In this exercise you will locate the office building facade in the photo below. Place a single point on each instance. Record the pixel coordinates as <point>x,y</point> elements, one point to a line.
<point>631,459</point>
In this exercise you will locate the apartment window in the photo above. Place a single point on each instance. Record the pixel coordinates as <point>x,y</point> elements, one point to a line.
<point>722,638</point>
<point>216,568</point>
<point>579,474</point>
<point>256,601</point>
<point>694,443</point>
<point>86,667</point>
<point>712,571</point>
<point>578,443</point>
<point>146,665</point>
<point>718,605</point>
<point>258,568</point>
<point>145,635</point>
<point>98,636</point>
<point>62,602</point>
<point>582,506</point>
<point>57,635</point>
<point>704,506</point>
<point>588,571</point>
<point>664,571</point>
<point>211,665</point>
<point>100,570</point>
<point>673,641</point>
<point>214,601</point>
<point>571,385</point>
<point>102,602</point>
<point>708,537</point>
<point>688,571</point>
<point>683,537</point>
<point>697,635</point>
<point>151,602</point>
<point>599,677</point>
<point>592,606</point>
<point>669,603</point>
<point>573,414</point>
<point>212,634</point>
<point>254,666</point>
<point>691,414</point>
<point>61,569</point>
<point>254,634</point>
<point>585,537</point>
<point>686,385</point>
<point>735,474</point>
_ _ _ _ _ _ _
Exactly reproduce all of the entries.

### Answer area
In this exercise you will locate the office building facade in the photo below. Place a single point on each instance. Record the pixel coordinates as <point>x,y</point> elements, one point to a line.
<point>631,459</point>
In this exercise you will locate the apartment window in the photo above. Place a single point on each instance. Record the pixel coordinates as <point>x,y</point> elements, one point to a line.
<point>722,638</point>
<point>216,568</point>
<point>579,474</point>
<point>256,601</point>
<point>694,443</point>
<point>86,667</point>
<point>712,571</point>
<point>578,443</point>
<point>146,665</point>
<point>718,605</point>
<point>258,568</point>
<point>145,635</point>
<point>98,636</point>
<point>62,602</point>
<point>582,506</point>
<point>57,635</point>
<point>704,506</point>
<point>588,571</point>
<point>664,571</point>
<point>211,665</point>
<point>100,570</point>
<point>673,641</point>
<point>214,601</point>
<point>571,385</point>
<point>102,602</point>
<point>708,537</point>
<point>688,571</point>
<point>683,537</point>
<point>697,635</point>
<point>151,602</point>
<point>599,677</point>
<point>592,606</point>
<point>669,603</point>
<point>573,414</point>
<point>212,634</point>
<point>254,666</point>
<point>691,414</point>
<point>61,569</point>
<point>254,634</point>
<point>585,537</point>
<point>686,385</point>
<point>735,474</point>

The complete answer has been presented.